[Aim of the task]: Report each line from the records where the string "Target" turns up.

[Dataset extract]:

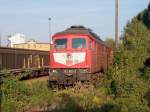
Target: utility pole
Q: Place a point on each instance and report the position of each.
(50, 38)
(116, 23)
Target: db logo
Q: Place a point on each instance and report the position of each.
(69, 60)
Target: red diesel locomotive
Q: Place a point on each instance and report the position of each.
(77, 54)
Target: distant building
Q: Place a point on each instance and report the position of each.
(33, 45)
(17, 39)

* * *

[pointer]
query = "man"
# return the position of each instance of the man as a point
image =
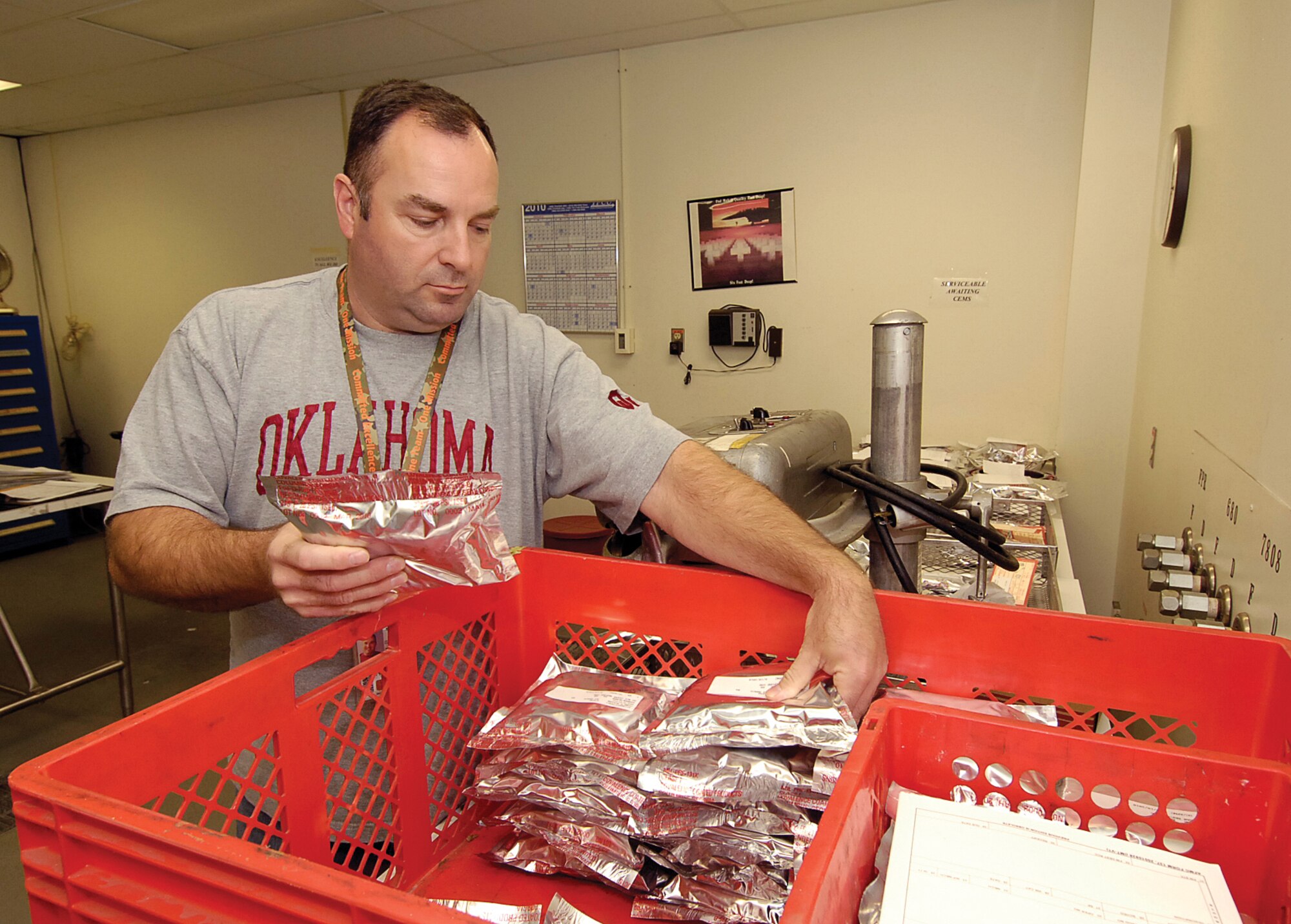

...

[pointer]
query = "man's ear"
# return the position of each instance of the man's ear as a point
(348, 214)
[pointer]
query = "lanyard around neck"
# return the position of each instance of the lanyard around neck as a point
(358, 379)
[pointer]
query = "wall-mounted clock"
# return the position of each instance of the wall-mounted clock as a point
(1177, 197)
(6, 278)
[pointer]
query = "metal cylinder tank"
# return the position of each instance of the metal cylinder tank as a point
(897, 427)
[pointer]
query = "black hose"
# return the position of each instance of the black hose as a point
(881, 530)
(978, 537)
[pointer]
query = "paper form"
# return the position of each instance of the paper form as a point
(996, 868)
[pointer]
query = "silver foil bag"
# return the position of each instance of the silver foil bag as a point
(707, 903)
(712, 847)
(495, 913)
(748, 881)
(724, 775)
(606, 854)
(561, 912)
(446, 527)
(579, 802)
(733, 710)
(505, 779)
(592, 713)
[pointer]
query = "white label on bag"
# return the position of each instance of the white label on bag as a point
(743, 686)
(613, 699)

[The completed task]:
Target: utility pole
Target: db logo
Target: red diesel locomotive
Target: distant building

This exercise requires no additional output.